ÉNONCÉ:
Affichez chaque ligne ci-dessous qui contient la chaîne "light", en tenant compte de la casse.

(Enregistrements extraits)
= = =
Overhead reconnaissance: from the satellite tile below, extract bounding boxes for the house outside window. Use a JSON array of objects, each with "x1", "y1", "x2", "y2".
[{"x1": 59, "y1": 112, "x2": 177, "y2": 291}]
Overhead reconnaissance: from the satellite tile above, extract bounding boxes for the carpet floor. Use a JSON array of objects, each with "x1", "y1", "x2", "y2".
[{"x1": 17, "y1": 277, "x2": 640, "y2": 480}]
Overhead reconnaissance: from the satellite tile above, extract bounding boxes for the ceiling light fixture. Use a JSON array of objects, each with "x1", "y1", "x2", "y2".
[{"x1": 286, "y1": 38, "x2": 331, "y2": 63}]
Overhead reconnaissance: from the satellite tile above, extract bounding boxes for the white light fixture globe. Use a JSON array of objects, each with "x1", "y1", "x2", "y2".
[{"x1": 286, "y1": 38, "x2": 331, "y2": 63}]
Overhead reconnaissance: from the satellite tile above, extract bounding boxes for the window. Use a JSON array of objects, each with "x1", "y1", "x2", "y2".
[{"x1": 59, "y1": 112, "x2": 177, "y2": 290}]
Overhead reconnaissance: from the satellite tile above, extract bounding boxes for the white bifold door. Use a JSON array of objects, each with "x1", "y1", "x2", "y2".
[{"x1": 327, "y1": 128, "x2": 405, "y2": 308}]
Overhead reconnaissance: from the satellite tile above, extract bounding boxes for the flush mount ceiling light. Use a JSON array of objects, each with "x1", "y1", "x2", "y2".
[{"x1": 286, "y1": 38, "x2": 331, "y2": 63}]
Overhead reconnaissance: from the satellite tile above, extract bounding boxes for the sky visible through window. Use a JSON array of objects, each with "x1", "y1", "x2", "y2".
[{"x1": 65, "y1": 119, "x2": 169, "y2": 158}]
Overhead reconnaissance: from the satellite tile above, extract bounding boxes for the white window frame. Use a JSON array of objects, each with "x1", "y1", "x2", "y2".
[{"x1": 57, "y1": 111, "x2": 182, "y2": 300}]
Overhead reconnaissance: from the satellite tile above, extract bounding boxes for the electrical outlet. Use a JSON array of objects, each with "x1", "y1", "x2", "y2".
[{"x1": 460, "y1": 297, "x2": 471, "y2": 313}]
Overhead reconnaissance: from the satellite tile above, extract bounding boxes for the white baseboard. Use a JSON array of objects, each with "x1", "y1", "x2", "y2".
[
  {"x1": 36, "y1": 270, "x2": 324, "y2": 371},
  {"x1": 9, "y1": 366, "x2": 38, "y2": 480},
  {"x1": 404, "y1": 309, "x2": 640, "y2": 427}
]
= = =
RÉSULTAT ATTENDU:
Overhead reconnaissance: from the satellite tile above, extract bounding boxes for the ceiling light fixture. Use a JSON array of objects, each with "x1", "y1", "x2", "y2".
Overhead reconnaissance: from the satellite tile above, extract bounding boxes for the white light fixture globe. Use a JSON array of objects, each with "x1", "y1", "x2", "y2".
Overhead reconnaissance: from the satellite tile above, extract bounding boxes for the flush mount ceiling light. Use a JSON array of objects, each with "x1", "y1", "x2", "y2".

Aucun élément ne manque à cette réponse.